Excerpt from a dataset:
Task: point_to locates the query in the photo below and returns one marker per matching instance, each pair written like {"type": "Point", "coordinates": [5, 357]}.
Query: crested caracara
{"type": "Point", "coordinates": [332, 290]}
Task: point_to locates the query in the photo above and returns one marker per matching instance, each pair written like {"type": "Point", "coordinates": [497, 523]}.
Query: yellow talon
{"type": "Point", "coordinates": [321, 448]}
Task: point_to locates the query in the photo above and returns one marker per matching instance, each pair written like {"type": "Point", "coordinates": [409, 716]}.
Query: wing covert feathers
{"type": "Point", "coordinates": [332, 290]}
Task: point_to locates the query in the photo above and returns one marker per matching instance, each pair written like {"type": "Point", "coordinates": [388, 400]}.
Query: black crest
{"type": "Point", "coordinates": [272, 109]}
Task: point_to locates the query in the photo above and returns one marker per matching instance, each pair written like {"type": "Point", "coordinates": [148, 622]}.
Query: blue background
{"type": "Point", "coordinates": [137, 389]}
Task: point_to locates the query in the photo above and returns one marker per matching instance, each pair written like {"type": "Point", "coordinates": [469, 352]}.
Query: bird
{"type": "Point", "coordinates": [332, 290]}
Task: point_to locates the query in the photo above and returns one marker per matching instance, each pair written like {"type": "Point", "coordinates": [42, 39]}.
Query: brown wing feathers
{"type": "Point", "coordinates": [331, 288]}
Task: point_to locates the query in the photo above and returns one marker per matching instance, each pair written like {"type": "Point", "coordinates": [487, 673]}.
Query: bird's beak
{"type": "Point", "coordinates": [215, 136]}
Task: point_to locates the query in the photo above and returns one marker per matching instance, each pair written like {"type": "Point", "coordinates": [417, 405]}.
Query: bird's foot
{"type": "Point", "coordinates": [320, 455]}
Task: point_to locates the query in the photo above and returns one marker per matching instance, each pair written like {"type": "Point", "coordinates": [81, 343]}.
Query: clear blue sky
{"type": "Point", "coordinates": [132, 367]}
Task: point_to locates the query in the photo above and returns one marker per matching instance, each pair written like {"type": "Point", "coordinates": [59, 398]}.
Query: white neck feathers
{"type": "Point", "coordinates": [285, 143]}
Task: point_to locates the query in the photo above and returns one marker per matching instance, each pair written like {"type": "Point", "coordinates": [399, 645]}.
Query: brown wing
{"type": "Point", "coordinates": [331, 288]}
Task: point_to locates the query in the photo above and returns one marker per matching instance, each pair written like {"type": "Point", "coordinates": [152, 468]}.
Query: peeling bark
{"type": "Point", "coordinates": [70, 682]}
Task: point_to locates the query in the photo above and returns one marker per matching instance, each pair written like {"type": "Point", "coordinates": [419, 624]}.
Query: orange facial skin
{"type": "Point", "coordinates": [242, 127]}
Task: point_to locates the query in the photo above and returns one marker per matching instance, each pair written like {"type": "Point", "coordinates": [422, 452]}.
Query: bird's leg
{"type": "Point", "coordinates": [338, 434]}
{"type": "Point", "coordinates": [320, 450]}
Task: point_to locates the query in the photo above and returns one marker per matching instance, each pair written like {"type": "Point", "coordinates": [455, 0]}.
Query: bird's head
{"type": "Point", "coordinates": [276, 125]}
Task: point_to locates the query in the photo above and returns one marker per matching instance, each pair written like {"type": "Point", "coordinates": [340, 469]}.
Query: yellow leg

**Exercise aim:** List every line in the records above that contains the word "yellow".

**Task output:**
Query: yellow talon
Query: yellow leg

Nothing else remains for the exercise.